§ THE TASK: Tally how many lines in the items below contain the string "image", with case counting. Reply with the number alone.

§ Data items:
⁂

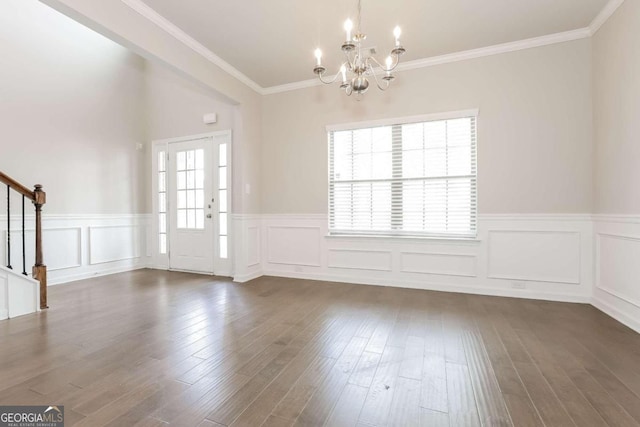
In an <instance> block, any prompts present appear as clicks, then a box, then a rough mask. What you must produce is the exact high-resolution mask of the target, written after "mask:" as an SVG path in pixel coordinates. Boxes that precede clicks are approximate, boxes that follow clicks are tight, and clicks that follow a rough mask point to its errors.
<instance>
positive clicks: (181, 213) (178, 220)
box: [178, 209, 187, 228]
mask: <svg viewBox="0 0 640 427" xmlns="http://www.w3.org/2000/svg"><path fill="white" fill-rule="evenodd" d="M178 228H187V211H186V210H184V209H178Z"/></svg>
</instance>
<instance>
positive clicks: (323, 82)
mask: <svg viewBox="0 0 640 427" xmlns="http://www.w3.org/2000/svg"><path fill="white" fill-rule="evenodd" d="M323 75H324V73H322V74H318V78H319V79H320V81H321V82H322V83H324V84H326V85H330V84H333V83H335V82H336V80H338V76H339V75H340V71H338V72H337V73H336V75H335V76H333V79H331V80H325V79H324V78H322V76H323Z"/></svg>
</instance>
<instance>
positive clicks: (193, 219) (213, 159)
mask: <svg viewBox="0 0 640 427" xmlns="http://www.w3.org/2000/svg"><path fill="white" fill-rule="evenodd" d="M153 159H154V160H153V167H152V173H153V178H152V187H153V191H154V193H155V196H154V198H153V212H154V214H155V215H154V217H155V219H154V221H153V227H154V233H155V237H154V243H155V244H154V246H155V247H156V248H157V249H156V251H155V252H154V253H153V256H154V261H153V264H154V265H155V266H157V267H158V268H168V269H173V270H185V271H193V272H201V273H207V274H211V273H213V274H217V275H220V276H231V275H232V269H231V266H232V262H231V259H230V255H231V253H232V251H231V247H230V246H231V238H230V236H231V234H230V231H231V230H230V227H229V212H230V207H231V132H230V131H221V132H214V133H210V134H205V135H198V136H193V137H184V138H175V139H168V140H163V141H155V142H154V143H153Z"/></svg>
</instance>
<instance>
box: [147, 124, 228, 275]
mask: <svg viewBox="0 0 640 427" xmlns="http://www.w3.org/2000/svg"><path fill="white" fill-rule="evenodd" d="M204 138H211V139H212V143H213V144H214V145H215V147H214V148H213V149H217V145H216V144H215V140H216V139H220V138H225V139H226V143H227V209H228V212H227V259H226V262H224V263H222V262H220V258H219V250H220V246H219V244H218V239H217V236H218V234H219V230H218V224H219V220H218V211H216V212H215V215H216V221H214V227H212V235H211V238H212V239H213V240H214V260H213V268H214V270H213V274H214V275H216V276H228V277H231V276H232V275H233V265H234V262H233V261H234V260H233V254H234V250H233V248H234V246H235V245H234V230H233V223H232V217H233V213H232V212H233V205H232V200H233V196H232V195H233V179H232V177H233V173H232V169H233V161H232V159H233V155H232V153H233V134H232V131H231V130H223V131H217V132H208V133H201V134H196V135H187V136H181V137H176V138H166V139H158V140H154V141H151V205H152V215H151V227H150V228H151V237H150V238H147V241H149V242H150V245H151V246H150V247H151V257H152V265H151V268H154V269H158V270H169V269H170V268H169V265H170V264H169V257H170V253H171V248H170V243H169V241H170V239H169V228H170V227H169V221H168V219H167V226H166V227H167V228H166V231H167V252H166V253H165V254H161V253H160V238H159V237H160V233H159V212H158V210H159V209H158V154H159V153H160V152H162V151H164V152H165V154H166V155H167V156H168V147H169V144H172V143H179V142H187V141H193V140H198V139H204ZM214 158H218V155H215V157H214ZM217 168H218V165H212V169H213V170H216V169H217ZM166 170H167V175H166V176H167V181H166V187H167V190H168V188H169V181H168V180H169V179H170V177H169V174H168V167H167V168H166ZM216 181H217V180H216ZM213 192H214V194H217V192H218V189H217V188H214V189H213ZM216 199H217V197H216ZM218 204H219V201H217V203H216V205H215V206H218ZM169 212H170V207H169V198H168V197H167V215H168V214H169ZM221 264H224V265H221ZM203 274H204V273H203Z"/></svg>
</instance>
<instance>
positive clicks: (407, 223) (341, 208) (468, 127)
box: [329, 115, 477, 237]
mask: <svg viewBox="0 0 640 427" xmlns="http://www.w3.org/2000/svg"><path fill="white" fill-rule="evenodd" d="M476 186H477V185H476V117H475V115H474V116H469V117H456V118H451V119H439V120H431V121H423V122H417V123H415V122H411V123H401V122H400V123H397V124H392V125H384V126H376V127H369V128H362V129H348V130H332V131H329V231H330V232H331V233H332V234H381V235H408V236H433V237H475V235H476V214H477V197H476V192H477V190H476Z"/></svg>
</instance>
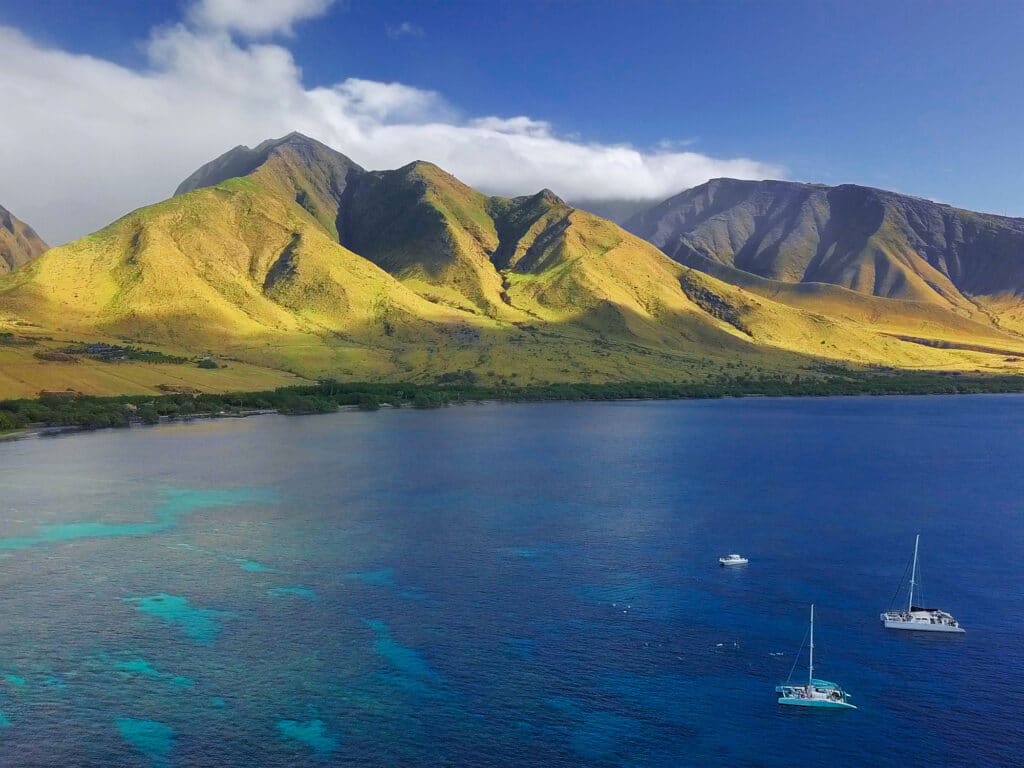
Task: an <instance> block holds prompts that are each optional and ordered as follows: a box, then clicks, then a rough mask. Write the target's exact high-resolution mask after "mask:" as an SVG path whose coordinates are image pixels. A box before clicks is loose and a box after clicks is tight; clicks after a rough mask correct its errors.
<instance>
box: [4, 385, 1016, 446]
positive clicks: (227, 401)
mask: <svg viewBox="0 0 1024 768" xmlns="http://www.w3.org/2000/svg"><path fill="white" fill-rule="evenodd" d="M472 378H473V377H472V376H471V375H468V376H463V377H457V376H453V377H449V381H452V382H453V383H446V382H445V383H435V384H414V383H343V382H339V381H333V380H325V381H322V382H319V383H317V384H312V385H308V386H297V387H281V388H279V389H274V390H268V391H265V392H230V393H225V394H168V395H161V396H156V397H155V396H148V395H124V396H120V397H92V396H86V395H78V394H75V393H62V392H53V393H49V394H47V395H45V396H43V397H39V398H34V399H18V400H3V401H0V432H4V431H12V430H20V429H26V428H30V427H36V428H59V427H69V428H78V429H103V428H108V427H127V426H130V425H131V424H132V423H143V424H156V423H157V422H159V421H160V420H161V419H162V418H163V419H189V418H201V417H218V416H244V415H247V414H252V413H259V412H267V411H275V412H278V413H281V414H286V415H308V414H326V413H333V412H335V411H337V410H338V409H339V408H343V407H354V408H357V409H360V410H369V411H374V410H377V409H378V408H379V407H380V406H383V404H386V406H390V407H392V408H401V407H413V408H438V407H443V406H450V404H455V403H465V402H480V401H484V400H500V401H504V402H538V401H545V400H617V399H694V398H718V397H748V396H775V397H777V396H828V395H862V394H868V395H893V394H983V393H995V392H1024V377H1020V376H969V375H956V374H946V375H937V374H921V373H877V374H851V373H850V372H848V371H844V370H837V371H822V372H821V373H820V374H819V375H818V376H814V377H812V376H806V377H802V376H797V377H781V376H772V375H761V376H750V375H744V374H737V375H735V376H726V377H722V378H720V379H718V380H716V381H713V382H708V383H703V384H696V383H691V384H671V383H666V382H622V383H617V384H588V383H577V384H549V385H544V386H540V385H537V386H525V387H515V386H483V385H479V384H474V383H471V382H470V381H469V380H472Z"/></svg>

⁂

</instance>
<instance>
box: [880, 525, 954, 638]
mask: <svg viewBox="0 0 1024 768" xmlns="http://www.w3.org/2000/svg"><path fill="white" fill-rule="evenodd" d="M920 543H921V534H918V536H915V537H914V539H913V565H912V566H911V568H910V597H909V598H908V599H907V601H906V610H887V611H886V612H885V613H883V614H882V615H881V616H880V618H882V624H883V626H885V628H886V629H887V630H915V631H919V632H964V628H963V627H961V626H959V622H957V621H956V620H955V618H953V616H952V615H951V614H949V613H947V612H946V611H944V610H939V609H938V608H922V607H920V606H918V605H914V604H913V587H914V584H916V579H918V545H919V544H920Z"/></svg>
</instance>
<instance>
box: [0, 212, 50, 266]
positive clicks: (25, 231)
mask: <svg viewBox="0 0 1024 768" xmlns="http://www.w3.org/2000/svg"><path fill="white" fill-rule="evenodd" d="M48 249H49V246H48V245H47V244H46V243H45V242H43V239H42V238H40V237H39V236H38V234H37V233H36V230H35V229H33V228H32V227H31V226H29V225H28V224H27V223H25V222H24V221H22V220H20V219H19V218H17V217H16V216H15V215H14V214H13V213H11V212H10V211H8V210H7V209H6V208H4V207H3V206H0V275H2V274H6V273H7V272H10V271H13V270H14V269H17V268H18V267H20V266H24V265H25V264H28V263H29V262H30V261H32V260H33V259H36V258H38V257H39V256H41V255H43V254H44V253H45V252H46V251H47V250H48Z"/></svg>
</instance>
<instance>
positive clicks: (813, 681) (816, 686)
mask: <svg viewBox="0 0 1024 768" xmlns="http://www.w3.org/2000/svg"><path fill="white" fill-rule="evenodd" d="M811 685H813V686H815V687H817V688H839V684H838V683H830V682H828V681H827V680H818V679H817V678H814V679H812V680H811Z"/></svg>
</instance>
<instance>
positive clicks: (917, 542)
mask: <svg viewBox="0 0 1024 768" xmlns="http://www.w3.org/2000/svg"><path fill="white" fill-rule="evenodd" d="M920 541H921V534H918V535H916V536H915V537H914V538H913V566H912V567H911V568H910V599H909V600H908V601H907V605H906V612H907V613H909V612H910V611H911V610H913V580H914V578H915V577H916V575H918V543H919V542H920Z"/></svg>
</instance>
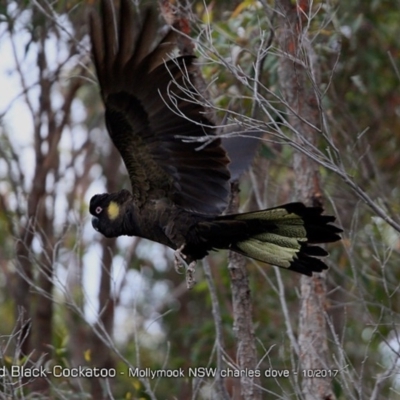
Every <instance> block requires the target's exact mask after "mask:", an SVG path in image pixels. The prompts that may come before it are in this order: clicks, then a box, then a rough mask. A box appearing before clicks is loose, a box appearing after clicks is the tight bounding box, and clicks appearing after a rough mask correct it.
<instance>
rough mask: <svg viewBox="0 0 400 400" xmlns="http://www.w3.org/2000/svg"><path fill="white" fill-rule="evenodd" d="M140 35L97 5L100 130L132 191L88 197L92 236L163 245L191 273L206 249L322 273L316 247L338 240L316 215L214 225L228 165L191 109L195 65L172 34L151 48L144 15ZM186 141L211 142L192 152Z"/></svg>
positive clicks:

⁂

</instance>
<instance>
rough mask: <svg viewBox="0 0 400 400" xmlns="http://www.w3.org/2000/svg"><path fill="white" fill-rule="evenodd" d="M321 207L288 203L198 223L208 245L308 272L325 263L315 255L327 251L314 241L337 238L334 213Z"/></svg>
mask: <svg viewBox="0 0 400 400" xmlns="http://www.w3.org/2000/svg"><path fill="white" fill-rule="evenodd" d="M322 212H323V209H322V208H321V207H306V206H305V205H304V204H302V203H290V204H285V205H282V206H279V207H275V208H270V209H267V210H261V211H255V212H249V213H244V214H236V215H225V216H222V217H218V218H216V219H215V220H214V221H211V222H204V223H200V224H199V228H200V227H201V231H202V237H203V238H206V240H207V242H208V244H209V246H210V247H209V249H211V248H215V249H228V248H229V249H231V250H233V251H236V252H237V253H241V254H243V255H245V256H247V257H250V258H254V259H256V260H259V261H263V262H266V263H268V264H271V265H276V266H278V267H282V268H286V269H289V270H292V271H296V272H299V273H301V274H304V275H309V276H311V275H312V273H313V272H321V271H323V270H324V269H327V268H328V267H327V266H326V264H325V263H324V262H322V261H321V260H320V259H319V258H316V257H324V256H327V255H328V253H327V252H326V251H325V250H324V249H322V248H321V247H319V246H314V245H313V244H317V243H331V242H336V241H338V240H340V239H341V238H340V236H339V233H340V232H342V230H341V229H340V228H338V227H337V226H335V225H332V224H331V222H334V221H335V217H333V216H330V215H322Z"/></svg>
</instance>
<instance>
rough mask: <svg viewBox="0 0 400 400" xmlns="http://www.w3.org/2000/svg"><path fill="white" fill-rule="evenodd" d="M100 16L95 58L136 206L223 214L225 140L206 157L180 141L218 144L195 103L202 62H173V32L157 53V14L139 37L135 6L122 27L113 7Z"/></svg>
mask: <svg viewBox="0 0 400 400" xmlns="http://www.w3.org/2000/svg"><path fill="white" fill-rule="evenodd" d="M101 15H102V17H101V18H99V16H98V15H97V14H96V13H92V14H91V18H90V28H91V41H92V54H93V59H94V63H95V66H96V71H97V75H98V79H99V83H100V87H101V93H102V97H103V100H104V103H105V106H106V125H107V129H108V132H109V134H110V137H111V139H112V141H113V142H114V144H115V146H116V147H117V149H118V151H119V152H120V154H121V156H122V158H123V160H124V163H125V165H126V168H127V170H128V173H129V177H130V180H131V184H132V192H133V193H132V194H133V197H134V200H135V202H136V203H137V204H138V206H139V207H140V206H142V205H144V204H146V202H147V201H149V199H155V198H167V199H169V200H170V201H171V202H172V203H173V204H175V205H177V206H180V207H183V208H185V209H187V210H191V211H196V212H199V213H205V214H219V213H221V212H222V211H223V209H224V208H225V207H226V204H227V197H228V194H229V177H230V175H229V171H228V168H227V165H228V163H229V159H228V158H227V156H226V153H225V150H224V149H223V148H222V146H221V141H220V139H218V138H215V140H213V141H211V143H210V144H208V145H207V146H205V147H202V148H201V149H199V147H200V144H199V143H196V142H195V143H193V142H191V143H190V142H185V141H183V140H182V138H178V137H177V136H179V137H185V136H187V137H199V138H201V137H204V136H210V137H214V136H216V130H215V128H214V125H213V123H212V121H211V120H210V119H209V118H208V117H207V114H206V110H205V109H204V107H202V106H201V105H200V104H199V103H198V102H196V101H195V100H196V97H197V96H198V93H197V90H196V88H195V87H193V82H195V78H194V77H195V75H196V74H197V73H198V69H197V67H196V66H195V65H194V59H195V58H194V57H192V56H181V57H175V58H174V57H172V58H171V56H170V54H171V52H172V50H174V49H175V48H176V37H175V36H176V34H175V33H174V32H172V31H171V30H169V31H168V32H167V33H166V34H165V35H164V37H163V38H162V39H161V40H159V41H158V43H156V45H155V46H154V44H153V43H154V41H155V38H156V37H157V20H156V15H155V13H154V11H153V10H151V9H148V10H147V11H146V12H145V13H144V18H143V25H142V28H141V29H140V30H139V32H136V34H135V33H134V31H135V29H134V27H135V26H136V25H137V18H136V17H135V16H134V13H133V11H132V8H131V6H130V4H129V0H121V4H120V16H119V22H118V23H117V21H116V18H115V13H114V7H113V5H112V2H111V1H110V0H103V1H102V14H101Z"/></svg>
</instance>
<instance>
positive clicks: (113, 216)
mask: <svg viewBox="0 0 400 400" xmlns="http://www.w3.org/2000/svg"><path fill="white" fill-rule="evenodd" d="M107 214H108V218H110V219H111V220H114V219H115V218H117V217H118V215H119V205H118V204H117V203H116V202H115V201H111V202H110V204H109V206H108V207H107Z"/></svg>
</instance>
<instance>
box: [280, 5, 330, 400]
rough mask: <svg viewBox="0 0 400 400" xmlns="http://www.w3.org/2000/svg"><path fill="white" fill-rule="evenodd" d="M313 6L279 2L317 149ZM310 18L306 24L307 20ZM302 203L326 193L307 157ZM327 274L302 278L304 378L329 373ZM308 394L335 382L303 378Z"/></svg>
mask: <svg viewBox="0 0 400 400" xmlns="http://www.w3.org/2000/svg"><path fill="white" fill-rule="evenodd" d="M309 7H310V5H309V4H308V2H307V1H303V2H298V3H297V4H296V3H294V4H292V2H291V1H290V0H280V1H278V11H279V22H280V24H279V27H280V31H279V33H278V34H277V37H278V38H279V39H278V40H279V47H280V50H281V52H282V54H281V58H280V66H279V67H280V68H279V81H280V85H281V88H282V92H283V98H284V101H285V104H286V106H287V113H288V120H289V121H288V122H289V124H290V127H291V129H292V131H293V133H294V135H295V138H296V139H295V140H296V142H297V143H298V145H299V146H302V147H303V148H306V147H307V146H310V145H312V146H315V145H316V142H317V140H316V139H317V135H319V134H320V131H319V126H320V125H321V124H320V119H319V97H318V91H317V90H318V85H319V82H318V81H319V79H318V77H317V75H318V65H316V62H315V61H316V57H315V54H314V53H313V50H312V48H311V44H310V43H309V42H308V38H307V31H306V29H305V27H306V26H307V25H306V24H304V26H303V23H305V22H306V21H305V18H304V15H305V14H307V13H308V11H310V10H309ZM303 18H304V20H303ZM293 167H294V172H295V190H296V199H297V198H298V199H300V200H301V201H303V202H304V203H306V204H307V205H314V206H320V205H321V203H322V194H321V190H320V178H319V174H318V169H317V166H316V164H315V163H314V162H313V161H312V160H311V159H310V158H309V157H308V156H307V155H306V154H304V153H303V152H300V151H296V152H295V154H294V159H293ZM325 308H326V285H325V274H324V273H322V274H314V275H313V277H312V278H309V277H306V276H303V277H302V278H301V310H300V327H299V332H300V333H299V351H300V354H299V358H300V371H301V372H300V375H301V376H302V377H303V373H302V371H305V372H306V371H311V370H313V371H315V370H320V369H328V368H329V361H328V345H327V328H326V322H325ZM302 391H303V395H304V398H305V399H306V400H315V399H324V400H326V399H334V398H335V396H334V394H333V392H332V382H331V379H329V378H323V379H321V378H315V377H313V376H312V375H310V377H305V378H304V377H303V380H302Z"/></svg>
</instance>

⁂

§ WRITTEN REPLY: 2